_Work required_
Write out, word for word, only the lines from the one containing "of the metallic" through the final line of the data.

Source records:
◇ ◇ ◇ ◇ ◇
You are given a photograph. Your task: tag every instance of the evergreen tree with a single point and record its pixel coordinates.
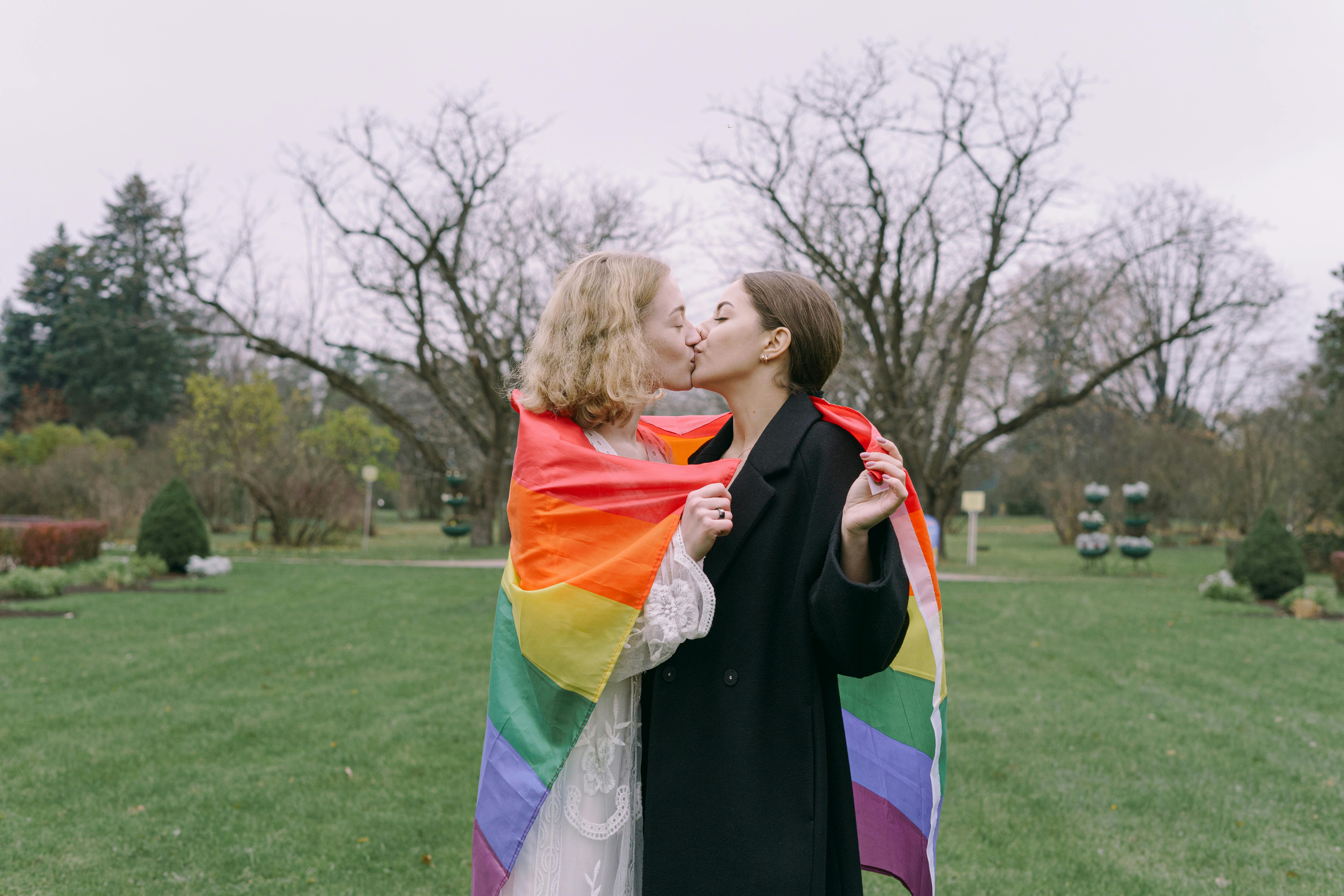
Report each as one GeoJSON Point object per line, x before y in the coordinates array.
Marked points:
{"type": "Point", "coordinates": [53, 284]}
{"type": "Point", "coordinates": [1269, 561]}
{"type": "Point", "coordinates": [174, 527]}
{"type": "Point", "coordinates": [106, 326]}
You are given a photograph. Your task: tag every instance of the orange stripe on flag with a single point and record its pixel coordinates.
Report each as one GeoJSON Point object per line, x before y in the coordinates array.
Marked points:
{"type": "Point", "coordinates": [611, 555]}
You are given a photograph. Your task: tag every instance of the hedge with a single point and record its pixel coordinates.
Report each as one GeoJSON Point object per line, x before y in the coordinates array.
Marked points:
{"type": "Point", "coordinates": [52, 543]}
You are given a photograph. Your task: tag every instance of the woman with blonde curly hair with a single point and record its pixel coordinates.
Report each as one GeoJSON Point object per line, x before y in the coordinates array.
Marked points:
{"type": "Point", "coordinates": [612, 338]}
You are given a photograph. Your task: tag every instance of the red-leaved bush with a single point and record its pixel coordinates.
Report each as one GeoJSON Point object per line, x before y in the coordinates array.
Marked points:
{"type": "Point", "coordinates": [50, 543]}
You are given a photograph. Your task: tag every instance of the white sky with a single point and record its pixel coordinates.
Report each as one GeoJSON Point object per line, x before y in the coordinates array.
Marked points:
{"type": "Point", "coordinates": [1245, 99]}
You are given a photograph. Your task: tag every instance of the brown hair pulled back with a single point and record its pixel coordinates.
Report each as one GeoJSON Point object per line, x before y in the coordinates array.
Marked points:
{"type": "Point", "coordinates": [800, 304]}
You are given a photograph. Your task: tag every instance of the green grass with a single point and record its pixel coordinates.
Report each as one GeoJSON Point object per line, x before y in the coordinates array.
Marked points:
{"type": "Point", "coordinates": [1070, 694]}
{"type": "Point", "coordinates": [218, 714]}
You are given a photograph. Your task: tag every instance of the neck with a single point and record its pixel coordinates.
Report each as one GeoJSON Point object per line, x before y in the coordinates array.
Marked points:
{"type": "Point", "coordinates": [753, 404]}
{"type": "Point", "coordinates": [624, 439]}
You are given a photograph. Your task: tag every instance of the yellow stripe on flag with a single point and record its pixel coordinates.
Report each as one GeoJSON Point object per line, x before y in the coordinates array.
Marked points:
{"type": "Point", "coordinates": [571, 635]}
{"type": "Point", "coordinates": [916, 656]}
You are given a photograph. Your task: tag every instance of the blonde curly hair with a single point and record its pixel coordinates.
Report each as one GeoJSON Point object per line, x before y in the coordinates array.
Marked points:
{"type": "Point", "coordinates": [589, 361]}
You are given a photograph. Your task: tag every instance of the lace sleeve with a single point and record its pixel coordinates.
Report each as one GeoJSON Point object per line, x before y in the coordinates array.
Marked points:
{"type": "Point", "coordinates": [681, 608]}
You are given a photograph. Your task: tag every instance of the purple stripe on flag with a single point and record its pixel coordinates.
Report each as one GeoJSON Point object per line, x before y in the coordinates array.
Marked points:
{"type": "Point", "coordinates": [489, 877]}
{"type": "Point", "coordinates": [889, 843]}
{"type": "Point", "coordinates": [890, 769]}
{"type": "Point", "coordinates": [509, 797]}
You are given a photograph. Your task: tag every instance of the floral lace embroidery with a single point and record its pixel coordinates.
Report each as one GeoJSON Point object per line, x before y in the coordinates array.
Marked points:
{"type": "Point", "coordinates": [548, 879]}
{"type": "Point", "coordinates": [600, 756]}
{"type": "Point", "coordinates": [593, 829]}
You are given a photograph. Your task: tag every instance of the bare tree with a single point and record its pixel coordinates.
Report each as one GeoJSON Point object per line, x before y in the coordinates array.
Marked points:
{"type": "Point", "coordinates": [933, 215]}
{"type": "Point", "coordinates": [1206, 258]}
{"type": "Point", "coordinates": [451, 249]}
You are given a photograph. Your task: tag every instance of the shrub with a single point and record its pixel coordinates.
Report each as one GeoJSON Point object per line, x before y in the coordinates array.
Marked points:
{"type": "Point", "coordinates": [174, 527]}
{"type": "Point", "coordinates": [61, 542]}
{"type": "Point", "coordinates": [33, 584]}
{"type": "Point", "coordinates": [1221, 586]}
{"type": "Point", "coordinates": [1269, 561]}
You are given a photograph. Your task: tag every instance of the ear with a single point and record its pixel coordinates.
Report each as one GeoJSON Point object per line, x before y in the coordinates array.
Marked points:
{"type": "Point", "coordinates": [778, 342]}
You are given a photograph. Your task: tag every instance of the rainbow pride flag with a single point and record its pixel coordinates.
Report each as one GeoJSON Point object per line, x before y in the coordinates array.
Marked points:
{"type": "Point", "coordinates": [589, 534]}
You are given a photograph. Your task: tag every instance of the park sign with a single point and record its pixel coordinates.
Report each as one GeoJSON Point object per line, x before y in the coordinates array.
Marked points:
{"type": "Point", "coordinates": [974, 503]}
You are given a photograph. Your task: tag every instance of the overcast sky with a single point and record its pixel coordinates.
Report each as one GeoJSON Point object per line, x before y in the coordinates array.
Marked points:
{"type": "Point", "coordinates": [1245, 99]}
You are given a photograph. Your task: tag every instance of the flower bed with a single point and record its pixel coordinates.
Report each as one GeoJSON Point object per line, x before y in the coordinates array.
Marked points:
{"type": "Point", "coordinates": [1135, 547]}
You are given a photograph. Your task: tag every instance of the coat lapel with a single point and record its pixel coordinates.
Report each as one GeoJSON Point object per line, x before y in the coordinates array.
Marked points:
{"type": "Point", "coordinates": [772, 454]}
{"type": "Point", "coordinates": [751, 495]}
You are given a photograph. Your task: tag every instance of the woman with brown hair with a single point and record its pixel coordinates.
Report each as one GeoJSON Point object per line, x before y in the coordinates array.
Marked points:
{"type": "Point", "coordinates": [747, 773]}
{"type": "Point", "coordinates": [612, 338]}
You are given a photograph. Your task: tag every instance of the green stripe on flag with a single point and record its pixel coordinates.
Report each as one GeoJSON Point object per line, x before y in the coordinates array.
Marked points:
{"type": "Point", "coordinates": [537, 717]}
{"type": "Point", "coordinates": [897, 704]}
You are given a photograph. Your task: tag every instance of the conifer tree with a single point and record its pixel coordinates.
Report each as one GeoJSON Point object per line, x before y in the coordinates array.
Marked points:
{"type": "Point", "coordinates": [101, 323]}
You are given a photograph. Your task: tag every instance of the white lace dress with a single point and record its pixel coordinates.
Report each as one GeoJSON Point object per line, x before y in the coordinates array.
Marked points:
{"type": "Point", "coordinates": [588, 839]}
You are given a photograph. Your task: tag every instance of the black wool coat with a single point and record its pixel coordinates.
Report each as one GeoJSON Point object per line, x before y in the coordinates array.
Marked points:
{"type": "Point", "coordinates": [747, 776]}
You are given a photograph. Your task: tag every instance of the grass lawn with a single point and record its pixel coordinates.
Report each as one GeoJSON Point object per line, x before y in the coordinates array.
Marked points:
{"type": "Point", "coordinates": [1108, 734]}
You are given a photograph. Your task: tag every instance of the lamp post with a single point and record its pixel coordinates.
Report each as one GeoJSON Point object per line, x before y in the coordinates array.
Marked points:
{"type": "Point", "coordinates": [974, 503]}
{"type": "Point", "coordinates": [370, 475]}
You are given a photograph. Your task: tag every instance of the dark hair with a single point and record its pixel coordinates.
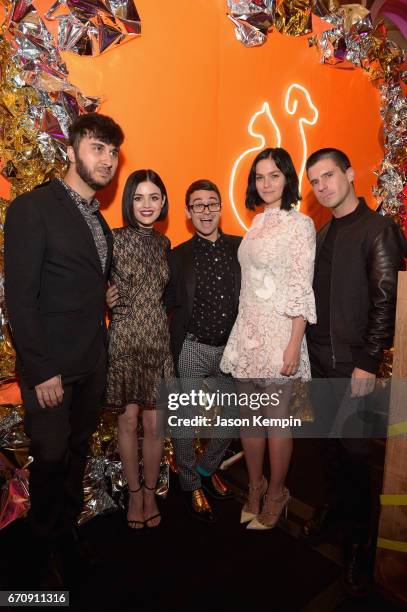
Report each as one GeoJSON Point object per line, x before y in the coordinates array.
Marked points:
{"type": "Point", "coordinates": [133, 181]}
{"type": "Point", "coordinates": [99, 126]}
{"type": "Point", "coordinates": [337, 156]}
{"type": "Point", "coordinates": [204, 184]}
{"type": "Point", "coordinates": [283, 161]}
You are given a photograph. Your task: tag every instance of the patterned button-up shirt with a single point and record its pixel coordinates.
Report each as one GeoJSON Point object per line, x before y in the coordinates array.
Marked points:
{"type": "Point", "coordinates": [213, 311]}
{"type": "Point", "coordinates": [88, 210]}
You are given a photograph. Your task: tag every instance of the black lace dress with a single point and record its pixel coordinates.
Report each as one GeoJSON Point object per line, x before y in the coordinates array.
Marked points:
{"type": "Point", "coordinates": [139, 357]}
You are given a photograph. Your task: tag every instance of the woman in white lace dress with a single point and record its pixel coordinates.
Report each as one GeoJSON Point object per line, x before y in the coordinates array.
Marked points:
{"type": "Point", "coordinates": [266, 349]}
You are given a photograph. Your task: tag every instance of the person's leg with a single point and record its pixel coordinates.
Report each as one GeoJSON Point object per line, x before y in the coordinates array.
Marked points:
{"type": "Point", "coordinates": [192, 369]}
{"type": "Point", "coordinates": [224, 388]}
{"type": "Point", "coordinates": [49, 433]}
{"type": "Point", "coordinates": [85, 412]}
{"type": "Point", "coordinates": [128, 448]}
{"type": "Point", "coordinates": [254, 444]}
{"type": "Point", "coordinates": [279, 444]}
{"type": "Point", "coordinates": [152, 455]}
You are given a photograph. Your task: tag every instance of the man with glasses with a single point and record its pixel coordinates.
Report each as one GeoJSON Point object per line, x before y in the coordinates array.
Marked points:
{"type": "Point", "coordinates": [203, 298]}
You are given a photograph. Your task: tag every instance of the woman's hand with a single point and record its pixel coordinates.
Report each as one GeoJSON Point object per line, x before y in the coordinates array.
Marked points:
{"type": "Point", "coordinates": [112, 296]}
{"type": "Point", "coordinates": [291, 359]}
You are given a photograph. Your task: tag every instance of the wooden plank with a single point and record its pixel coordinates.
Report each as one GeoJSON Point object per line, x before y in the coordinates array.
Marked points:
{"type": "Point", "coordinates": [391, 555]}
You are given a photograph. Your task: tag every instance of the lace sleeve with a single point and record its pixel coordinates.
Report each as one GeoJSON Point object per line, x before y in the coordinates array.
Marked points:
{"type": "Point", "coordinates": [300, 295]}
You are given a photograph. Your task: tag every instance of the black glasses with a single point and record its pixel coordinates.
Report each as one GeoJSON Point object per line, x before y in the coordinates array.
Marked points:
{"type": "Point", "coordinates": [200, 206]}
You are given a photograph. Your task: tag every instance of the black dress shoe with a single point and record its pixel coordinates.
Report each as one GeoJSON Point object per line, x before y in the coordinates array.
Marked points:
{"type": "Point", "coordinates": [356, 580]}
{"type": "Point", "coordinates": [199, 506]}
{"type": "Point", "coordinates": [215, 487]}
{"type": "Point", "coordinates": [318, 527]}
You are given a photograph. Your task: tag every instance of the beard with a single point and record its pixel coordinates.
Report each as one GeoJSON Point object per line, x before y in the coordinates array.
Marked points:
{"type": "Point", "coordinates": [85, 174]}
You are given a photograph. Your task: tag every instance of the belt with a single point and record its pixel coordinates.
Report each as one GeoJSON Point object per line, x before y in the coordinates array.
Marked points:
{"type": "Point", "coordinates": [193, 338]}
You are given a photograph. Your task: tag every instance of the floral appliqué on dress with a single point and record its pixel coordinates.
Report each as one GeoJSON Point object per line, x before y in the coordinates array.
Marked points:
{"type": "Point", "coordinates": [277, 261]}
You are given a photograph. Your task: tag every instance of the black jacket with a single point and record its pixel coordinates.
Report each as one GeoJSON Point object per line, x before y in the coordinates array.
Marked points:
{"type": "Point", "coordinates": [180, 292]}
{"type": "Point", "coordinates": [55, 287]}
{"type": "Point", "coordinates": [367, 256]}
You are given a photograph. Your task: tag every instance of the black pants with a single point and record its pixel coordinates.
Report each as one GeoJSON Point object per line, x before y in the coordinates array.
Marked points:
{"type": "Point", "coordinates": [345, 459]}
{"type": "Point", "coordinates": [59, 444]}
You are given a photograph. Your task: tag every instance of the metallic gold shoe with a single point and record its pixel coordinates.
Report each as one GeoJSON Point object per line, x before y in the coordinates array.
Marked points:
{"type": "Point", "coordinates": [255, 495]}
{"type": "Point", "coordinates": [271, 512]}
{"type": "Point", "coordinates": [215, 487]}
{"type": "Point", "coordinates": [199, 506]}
◇ ◇ ◇ ◇ ◇
_Worked answer_
You are given a photograph. Your task: tag every instance of the metallic gold shoe with a single point and record its pixel coordinates.
Report each as one GeoJSON Point object per line, x before y in the coordinates array.
Marked points:
{"type": "Point", "coordinates": [255, 495]}
{"type": "Point", "coordinates": [271, 512]}
{"type": "Point", "coordinates": [215, 487]}
{"type": "Point", "coordinates": [199, 506]}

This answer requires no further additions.